Items listed in a dataset:
__________

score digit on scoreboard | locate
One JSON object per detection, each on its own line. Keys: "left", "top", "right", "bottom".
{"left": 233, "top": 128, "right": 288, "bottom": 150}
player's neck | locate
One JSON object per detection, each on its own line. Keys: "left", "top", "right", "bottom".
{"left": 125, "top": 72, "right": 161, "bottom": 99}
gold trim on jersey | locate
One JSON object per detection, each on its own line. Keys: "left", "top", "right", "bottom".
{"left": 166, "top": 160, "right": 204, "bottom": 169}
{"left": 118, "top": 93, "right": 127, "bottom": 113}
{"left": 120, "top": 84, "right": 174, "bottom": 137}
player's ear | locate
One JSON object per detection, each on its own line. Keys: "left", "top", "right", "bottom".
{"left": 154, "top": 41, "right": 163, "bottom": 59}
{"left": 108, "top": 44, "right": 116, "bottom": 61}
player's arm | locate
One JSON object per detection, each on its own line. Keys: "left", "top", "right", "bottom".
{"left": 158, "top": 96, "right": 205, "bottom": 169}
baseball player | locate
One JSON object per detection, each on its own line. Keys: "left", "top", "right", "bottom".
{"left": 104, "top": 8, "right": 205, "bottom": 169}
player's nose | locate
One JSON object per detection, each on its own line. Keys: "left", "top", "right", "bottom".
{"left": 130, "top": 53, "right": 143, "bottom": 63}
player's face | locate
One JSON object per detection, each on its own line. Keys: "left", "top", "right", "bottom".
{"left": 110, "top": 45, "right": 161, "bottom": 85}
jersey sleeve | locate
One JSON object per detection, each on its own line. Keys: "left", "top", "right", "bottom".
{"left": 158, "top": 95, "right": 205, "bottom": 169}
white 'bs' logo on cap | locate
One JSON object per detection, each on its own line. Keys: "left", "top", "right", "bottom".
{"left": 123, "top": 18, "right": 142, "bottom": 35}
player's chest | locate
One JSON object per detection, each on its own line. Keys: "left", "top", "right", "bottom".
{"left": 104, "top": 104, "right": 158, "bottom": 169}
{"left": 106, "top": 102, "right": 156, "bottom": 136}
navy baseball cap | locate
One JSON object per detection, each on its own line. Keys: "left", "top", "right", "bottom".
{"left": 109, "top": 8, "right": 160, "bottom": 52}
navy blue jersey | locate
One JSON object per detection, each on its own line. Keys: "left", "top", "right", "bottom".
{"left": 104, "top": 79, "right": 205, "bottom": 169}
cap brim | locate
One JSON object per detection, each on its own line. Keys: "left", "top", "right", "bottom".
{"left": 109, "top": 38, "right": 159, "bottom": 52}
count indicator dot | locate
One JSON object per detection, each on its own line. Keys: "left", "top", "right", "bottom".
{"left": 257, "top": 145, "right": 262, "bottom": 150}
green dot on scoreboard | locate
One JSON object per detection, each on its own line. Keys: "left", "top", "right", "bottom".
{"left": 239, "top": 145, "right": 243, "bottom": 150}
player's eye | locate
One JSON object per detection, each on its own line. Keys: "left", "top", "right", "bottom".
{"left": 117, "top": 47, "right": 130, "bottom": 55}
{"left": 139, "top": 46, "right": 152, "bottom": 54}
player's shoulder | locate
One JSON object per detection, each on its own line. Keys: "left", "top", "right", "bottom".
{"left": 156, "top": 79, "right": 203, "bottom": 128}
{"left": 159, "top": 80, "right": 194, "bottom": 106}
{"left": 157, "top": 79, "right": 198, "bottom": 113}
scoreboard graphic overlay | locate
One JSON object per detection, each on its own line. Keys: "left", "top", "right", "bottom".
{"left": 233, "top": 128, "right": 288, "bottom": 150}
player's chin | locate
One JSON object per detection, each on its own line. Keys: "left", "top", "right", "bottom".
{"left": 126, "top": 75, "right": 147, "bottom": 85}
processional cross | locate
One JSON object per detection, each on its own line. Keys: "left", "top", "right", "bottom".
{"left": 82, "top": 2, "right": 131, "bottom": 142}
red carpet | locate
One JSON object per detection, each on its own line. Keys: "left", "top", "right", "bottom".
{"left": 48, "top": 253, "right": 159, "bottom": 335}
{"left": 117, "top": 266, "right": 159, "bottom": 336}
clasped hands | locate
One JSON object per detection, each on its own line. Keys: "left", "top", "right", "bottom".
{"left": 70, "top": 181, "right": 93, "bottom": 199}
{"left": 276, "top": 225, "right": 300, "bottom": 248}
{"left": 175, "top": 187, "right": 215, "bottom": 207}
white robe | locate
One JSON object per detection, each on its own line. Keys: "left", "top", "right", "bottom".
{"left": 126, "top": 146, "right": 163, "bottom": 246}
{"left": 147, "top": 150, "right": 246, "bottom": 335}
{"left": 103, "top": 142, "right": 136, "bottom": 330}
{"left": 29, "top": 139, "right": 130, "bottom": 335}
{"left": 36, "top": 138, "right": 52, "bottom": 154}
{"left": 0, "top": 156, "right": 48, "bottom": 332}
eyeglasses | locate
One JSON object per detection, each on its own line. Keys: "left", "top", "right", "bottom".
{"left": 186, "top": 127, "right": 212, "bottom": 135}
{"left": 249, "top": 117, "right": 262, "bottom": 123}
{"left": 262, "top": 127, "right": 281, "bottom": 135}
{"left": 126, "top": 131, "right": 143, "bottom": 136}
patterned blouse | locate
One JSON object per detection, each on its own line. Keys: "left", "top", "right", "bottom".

__________

> **Task statement**
Look above for the line holding "white 'bs' logo on cap | locate", then set down exactly that line and every line after it up to and including the line holding "navy blue jersey | locate", with nothing else.

> **Solution to this task**
white 'bs' logo on cap | locate
One JSON object per detection, each on its own line. Keys: "left", "top", "right", "bottom".
{"left": 123, "top": 18, "right": 142, "bottom": 35}
player's chest | locate
One JSON object per detection, each on its own line. Keys: "left", "top", "right", "bottom".
{"left": 104, "top": 104, "right": 158, "bottom": 169}
{"left": 106, "top": 102, "right": 156, "bottom": 136}
navy baseball cap | locate
One JSON object per detection, each on its own line. Keys: "left", "top", "right", "bottom".
{"left": 109, "top": 8, "right": 160, "bottom": 52}
navy blue jersey | locate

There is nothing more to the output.